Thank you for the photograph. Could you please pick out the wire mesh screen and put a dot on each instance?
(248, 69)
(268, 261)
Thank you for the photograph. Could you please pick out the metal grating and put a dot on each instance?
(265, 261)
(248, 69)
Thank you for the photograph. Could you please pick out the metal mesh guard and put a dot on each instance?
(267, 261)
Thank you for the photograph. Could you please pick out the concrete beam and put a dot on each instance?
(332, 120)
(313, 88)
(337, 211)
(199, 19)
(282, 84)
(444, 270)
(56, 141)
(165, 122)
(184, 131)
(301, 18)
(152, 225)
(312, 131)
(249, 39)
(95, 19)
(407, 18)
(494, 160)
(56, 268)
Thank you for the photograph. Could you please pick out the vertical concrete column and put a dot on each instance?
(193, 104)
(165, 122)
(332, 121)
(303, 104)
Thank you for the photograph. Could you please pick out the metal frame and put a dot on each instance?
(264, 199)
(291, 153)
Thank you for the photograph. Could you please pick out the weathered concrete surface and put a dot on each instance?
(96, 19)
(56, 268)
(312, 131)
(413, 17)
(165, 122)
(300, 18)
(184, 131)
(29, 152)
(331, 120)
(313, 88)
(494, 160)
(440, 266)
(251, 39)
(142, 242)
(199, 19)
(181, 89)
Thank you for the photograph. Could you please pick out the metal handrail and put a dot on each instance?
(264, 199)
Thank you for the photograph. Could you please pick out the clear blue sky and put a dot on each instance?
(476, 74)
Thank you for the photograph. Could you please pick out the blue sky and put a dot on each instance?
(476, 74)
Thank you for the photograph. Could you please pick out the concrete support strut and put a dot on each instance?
····················
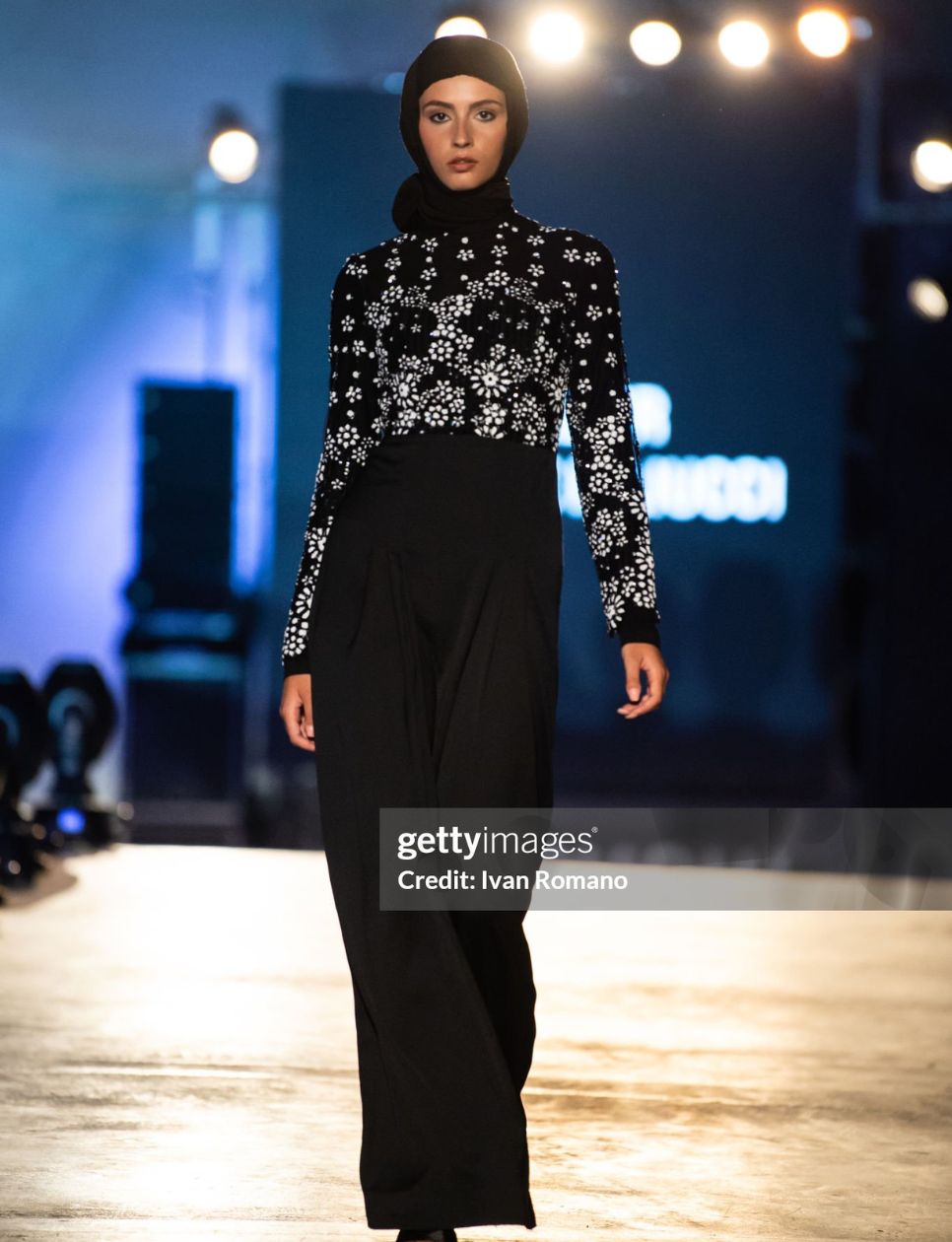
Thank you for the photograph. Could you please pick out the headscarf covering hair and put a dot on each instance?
····················
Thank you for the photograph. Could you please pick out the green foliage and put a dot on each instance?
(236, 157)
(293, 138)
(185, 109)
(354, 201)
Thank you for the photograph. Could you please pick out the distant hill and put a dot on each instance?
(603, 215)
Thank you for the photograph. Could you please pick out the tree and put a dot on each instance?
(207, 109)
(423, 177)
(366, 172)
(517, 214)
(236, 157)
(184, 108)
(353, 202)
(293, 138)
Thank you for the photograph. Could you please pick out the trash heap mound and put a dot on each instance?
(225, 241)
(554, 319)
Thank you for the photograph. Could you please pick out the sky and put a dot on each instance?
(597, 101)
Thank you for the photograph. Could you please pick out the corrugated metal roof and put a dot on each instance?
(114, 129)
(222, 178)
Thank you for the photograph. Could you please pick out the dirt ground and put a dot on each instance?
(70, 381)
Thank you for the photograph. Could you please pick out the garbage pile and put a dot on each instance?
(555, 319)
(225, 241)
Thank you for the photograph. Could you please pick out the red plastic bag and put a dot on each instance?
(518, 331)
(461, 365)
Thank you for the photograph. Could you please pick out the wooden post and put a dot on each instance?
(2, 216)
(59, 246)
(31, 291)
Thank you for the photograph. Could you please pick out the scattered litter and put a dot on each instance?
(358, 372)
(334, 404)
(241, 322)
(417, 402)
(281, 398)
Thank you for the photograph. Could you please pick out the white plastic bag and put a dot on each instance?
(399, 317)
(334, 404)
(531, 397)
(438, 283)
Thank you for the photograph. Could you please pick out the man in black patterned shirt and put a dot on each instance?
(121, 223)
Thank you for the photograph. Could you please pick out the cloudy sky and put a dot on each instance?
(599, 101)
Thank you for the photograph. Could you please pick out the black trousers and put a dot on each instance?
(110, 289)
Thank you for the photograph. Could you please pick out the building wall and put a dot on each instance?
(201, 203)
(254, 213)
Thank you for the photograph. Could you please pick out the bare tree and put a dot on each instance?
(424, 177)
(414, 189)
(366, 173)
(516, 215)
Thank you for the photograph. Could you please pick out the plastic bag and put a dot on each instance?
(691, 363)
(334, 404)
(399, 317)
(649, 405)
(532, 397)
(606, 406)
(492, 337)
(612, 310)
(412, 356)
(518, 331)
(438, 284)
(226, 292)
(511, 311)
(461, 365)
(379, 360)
····················
# Sua tarefa
Liste todas as linhas acima em que aparece a palavra "plastic", copiando cada uma por inteiro.

# Resposta escrita
Thank you for the photograph. Could you please pick out the red plastic bag and put a dot on each instance?
Thank you for the photograph. Could you please pick out the white plastic bag and put a dot on each instance?
Thank you for the photograph. Could you please pick out the plastic bag and put a dot on each instance?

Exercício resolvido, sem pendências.